Texto em estudo –
>>>
O campus cresceu muito e não reconheci os limites. Mas lembrei do percurso que fazíamos até um minúsculo shopping que devia ter no máximo seis lojinhas e um supermercado, mas que nos finais de semana era visita imperativa para pequenas compras de sobrevivência ou para tomar um sorvete.

Lá tinha uma loja tradicional americana, que existe até hoje e que eu amava, a Papelaria Hallmark, também conhecida como a marca da coroa que está presente na sua logo. A livraria é uma empresa centenária, criada em 1910 e está instalada no mundo inteiro, com cartões em 30 idiomas.

Sou capaz de apostar, caro leitor, que dificilmente quem, incluindo você, já mandou um cartão comemorativo, de agradecimento ou de boas-vindas para alguém, em qualquer parte do mundo, não tivesse em mãos um cartão Hallmark.
<<<
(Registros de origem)
>>>
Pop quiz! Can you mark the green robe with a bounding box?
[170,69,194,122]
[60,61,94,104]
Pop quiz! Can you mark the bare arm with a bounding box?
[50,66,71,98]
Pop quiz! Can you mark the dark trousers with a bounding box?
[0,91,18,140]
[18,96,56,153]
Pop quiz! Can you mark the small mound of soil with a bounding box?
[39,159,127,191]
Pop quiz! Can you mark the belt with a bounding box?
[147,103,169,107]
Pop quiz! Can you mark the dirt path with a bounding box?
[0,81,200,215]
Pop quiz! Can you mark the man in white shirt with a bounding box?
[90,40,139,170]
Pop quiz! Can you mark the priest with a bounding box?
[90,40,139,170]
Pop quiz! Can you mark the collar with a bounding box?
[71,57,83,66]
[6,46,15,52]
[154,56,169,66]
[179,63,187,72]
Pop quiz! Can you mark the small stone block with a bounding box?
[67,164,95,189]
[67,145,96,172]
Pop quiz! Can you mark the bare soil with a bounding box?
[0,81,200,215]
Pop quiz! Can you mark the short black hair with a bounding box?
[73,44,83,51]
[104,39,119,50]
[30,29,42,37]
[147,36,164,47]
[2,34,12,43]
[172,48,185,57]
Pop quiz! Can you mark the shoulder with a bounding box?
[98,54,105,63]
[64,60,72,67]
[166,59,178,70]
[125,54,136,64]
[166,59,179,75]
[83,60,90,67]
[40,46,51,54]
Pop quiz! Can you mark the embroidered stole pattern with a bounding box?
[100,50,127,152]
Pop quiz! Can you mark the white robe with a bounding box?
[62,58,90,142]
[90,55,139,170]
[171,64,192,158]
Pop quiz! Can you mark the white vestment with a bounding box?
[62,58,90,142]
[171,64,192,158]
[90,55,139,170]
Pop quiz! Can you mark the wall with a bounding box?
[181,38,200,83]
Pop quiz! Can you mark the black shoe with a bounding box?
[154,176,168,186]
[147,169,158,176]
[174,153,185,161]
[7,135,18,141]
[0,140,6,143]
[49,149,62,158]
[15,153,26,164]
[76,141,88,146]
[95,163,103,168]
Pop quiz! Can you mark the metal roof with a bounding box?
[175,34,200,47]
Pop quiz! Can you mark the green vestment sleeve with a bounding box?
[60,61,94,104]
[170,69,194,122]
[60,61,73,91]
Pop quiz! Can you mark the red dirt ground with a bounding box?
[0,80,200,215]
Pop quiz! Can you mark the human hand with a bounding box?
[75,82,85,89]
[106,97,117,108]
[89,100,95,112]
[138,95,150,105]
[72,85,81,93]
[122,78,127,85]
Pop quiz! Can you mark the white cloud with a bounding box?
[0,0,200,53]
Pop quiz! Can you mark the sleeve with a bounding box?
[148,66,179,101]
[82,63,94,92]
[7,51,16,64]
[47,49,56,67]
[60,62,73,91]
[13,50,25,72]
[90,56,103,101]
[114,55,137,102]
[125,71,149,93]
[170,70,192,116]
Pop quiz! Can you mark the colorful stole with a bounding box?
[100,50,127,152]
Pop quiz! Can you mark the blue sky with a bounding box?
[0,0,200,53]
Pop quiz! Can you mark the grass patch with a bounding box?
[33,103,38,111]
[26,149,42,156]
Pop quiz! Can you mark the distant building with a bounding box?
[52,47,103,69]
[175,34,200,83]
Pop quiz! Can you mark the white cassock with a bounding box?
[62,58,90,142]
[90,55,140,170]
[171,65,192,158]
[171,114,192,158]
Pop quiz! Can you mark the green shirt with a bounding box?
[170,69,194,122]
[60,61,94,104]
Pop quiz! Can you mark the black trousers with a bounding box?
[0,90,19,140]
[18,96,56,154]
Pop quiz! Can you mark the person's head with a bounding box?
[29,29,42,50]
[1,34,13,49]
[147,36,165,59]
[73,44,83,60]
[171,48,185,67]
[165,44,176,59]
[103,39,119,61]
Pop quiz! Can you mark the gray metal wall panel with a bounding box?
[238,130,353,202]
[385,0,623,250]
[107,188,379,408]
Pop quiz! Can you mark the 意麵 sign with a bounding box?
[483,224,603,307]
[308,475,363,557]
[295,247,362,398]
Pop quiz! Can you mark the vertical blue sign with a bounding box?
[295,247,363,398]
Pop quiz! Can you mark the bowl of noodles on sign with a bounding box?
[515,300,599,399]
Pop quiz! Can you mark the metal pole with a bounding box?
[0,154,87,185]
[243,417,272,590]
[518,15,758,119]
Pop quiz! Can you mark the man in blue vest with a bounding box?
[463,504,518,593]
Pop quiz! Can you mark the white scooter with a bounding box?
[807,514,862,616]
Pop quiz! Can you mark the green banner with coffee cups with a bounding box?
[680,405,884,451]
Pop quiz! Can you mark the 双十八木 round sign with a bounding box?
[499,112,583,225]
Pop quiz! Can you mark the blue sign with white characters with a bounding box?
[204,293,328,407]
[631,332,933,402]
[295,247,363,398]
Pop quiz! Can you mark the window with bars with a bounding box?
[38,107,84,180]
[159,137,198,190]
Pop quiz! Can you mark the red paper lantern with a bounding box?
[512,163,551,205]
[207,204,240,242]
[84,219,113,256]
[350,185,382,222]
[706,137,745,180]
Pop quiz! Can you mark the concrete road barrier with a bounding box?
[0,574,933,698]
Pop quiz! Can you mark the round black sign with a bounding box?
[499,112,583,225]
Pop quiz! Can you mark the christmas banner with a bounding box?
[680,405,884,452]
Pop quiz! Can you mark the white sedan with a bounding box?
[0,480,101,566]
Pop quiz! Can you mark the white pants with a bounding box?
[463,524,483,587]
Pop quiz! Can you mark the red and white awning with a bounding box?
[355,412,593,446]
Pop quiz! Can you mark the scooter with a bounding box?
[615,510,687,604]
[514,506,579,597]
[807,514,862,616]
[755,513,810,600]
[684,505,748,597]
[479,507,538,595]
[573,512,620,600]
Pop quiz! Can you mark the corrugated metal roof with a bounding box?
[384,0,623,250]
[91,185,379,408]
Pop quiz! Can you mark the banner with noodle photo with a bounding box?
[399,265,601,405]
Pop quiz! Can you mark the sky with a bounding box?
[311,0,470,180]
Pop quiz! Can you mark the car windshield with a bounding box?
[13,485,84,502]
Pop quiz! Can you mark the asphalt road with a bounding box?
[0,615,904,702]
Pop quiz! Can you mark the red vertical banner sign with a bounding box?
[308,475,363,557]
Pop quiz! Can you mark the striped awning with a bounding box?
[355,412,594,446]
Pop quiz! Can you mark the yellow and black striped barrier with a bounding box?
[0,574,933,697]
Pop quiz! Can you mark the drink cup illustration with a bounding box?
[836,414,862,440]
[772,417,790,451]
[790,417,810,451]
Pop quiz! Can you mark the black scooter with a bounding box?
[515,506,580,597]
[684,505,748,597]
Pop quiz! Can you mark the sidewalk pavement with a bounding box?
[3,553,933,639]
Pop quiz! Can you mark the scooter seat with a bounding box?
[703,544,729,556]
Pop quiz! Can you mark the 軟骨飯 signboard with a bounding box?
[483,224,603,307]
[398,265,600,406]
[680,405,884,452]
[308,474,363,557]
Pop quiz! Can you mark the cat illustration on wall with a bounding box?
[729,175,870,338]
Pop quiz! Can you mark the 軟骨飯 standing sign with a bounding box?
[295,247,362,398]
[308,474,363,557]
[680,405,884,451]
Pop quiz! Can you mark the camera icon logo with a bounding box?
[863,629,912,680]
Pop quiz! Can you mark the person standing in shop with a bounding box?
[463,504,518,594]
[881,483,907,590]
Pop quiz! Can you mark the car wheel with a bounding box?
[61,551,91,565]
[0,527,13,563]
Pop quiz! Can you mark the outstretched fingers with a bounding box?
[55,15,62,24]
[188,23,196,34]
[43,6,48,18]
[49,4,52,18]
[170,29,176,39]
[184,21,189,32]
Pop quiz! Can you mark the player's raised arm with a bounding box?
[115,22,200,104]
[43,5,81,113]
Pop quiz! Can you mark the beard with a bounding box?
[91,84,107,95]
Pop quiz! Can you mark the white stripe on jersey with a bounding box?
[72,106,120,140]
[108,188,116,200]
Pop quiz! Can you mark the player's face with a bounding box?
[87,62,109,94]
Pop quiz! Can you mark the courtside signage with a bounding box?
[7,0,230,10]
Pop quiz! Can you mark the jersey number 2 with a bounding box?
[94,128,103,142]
<<<
Tarefas e exercícios –
**A.** Segundo o texto sobre a Papelaria Hallmark, em quantos idiomas a empresa oferece cartões?
**B.** Diga se cada afirmação concorda com o texto sobre a Papelaria Hallmark: (i) o pequeno shopping tinha no máximo seis lojinhas e um supermercado; (ii) quem narra reconheceu os limites do campus; (iii) a loja Hallmark já não existe.
**C.** Prossiga o texto sobre a Papelaria Hallmark a partir da última frase.
Não é preciso consultar as entradas.

Respostas –
**A.** Em 30 idiomas.

**B.**
(i) Sim: "devia ter no máximo seis lojinhas e um supermercado".
(ii) Não: "não reconheci os limites".
(iii) Não: "que existe até hoje".

**C.**
Adquiri um marcador de livro fofo, com um ratinho lendo um livro, que tenho até hoje, perdido dentro de algum livro de Freud. Acho que sou acumuladora de memórias e souvenirs.

Na época, o caminho até aquelas lojinhas era um descampado em uma estradinha cheia de pinheiros altos e com o caminho “coalhado” (ou cheio, para quem não conhece a expressão) de pinhas. Escolhi duas lindas pinhas e levei para casa, pensando em pintá-las de purpurina dourada para colocá-las na árvore de Natal. Destas, confesso que não sei o destino.

Passei o meu inverno mais frio, até então, por lá. Depois, outros invernos superaram. E a temperatura mínima naquela ocasião foi de apenas 10 graus. Afinal era Mississipi.

Mas, eu viajei preparada e estava bem agasalhada. Dona Elena, minha linda e maravilhosa mãezinha, mandou fazer casacos de lã de tricot: um marrom e um cinza, com toucas e luvas combinando.

Eu me sentia o máximo usando aquelas peças. Ela também me presenteou com um casaco longo, de pele sintética, cinza claro, que fazia com que eu me sentisse a própria Grace Kelly – a atriz que se tornou a princesa de Mônaco.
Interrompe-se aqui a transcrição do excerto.